TASK GOAL: Copy out the entries from the line containing "the red rock" through the end of the entries, including the requests. Shift every coordinate in the answers by adding -81 to it.

Excerpts of pointing data:
:::::
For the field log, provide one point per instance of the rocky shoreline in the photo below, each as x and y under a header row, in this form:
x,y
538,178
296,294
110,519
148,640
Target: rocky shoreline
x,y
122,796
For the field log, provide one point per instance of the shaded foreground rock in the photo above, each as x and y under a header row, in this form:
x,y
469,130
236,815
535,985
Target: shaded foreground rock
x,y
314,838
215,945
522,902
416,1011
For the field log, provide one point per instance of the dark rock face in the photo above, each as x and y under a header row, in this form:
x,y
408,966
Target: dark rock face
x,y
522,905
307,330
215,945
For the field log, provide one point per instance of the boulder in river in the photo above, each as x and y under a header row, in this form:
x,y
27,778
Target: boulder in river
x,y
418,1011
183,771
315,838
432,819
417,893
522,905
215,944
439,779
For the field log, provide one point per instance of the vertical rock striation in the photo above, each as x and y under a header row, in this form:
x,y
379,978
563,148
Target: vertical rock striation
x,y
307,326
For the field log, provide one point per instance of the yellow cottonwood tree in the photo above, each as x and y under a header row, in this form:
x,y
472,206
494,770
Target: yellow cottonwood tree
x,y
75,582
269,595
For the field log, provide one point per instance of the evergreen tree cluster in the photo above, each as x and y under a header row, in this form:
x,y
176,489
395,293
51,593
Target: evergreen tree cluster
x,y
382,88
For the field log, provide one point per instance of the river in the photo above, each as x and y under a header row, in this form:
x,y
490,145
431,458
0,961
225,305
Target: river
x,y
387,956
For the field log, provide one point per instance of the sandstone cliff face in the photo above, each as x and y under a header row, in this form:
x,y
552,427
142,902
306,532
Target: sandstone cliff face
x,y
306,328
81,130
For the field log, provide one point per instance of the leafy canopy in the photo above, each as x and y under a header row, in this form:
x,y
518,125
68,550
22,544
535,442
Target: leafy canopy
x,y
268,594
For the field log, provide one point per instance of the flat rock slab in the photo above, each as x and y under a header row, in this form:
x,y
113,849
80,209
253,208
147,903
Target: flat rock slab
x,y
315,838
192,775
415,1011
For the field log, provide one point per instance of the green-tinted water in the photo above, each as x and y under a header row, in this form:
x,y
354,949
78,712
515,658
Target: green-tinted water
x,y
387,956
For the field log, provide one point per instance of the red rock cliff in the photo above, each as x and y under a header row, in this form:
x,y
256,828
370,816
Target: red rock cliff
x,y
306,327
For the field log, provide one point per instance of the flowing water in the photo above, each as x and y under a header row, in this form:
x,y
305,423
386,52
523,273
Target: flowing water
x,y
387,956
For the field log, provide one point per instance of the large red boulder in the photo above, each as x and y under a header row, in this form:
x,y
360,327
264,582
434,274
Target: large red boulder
:::::
ANSWER TO THIS TASK:
For the field log, provide one point per instance of the red rock cliff in the photo above, each as x and y under a header row, in this form:
x,y
256,828
370,816
Target: red rock cliff
x,y
225,246
For the field log, provide one point per instance of the flowing water in the photo above, each as x and y under a header row, in this form:
x,y
305,423
386,52
523,273
Target: flowing water
x,y
306,875
For the field log, provide one point per instance of the large red boulder in the photo above, each as x and y under a header row, in this form:
x,y
360,327
264,582
434,274
Target: large red boulder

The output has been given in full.